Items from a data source
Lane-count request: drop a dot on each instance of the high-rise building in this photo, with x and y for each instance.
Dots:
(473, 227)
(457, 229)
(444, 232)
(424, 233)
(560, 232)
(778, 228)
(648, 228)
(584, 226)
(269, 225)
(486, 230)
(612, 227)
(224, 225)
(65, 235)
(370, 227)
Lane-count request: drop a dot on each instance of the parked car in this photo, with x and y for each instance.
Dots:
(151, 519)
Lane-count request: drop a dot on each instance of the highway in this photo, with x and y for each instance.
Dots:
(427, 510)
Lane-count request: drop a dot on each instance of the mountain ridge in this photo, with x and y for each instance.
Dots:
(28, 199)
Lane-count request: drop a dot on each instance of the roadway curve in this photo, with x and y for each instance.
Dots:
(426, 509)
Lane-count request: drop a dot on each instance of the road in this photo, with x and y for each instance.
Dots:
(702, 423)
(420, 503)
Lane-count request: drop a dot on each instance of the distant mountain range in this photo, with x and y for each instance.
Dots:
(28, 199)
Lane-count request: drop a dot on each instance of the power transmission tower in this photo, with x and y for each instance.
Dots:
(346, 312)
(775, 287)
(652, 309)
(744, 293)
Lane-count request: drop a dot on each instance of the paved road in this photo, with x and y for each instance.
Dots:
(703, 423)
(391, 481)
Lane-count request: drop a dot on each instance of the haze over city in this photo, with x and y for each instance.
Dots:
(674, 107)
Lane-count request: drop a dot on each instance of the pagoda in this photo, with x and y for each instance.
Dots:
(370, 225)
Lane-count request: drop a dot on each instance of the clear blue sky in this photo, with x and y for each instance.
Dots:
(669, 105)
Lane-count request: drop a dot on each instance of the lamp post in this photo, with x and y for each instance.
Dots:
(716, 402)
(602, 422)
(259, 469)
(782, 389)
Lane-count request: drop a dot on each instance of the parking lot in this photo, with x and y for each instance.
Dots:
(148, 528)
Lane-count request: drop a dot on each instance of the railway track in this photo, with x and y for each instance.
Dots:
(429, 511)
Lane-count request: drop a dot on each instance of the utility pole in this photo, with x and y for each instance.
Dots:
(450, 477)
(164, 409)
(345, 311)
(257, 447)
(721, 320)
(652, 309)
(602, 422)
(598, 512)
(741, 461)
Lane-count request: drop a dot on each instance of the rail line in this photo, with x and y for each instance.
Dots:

_What you will do_
Render the data above as a JSON list of strings with one string per line. Omit blank lines.

_Response to this task_
[
  "Lane-count request: drop a dot on each instance of the high-rise building in this photo, with x and y for each instance.",
  "Dots:",
  "(473, 227)",
  "(457, 229)",
  "(444, 232)",
  "(424, 233)",
  "(560, 232)",
  "(778, 228)",
  "(648, 228)",
  "(584, 226)",
  "(269, 225)",
  "(486, 230)",
  "(612, 227)",
  "(224, 225)",
  "(65, 235)",
  "(370, 227)",
  "Lane-count request: drop a dot on each instance of the parked car in this photo, with x and y for each instance.",
  "Dots:",
  "(151, 519)",
  "Lane-count request: drop a dot on each instance of the highway in this photo, with x and y for each instance.",
  "Dots:",
  "(427, 510)",
  "Lane-count request: drop a dot on each instance of the mountain ridge in this photo, with x and y for each instance.",
  "Dots:",
  "(28, 199)",
  "Lane-count request: drop a dot on each instance of the roadway curve in this photo, with x and y for each instance.",
  "Dots:",
  "(426, 509)",
  "Lane-count request: drop a dot on each instance of the road in this photo, with x and y for each instance.",
  "Dots:",
  "(702, 423)",
  "(420, 503)",
  "Lane-count request: drop a dot on each instance of the distant mountain range in this photo, with x and y for each instance.",
  "Dots:",
  "(28, 199)",
  "Lane-count request: drop a dot on each instance of the power transmission tower in this photo, with x and y for each instance.",
  "Dots:",
  "(346, 312)",
  "(775, 287)",
  "(652, 309)",
  "(744, 293)",
  "Lane-count request: drop a dot on each instance of the paved road in this photo, with x and y for each instance.",
  "Dots:",
  "(703, 423)",
  "(391, 481)",
  "Lane-count request: drop a dot on each instance of the haze over city in this photo, with x and y for each instance.",
  "Dots:",
  "(674, 107)",
  "Lane-count request: drop a dot on each instance of the pagoda in this photo, with x and y for each instance.",
  "Dots:",
  "(370, 225)",
  "Lane-count request: drop a dot on each instance of the clear blue sky in this photo, with x and y for each instance.",
  "Dots:",
  "(669, 105)",
  "Lane-count request: drop a dot on each instance of the lamp post in this photo, with x and y for each instance.",
  "Dots:",
  "(716, 402)",
  "(602, 422)",
  "(259, 469)",
  "(782, 389)",
  "Lane-count request: drop a dot on each instance of the parking lot in this photo, with x and y for each instance.",
  "Dots:",
  "(148, 528)",
  "Lane-count request: drop a dot on each instance of the railway track in this photo, with x and y for each instance.",
  "Dots:",
  "(429, 511)",
  "Lane-count request: drop a dot on each instance of the utility pole in this photo, with x and y for each instance.",
  "Dots:",
  "(450, 477)",
  "(164, 409)",
  "(345, 311)",
  "(257, 447)",
  "(721, 320)",
  "(652, 309)",
  "(602, 422)",
  "(598, 512)",
  "(741, 461)",
  "Lane-count request: drop a dot on each instance of the rail line in this photo, with x and y for each instance.",
  "Dots:"
]